### [WHAT TO DO]
Everything from the line holding "Target: carved wooden finial" through the last line below must be repeated exactly, and nothing else.

### [DATASET CONTENT]
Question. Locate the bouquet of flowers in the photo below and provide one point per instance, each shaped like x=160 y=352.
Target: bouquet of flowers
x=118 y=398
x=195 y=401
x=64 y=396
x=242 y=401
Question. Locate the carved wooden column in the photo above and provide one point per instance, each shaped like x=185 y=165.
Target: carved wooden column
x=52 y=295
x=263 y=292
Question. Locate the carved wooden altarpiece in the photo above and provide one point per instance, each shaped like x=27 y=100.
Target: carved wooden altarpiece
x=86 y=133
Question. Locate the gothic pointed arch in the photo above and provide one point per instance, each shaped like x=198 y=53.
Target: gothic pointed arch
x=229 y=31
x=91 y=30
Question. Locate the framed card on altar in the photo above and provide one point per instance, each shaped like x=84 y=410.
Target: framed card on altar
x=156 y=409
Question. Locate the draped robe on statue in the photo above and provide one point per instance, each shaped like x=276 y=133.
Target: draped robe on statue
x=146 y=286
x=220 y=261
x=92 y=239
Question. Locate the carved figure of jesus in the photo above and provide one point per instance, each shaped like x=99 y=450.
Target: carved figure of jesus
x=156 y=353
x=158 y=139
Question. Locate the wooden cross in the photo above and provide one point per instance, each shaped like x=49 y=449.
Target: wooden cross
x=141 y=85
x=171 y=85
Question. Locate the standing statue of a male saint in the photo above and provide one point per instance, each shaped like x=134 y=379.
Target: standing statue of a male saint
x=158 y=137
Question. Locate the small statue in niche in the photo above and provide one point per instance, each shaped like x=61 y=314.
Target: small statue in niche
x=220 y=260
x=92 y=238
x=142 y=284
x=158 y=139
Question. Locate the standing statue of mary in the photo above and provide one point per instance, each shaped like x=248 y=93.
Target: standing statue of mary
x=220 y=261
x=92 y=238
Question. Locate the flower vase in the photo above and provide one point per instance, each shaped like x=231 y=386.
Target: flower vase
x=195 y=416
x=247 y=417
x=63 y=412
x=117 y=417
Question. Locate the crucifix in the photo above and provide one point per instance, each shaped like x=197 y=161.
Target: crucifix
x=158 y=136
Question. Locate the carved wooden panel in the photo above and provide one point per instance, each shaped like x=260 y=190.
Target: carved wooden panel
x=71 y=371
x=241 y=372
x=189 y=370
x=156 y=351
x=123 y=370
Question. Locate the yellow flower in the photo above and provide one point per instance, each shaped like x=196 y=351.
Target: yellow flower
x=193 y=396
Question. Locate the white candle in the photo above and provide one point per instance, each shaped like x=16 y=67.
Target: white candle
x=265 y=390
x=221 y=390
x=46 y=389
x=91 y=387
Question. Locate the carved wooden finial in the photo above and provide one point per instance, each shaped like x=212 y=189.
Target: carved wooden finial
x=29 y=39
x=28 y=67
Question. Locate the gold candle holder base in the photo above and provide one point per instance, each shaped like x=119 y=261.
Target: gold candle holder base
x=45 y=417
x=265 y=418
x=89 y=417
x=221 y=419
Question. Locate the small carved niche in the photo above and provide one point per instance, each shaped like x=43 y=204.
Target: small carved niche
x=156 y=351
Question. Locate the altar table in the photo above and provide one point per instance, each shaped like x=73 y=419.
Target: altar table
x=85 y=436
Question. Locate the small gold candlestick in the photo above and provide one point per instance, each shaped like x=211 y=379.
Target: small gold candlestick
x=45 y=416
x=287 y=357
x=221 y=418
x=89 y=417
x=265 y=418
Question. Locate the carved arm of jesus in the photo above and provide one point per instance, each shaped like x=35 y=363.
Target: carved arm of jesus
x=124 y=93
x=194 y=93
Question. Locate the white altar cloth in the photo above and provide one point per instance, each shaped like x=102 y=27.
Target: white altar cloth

### [OUTPUT FOR THIS TASK]
Target: carved wooden finial
x=29 y=39
x=28 y=67
Question. Locate the gold candle holder base in the photo above and provide one point per instance, each shaped like x=119 y=261.
Target: gold candle holder base
x=45 y=417
x=265 y=418
x=89 y=417
x=221 y=419
Question. Locate the small carved niche in the photo above and provide one point per instance, each shaped like x=43 y=204.
Target: small carved niche
x=156 y=351
Question. Locate the altar table in the photo above and provide one point per instance, each shaped like x=73 y=419.
Target: altar table
x=85 y=436
Question. Locate the small gold candlestick in the photo above and provide one point per instance, each shaped like x=211 y=379.
Target: small gold candlestick
x=45 y=416
x=287 y=357
x=221 y=418
x=89 y=417
x=265 y=418
Question. Locate the carved arm of jesus in the photo above and provide one point per instance, each shaped like x=35 y=363.
Target: carved arm of jesus
x=124 y=93
x=194 y=93
Question. Locate the white altar cloth in the photo above and provide one point per instance, each shaped like x=102 y=27.
Target: white altar cloth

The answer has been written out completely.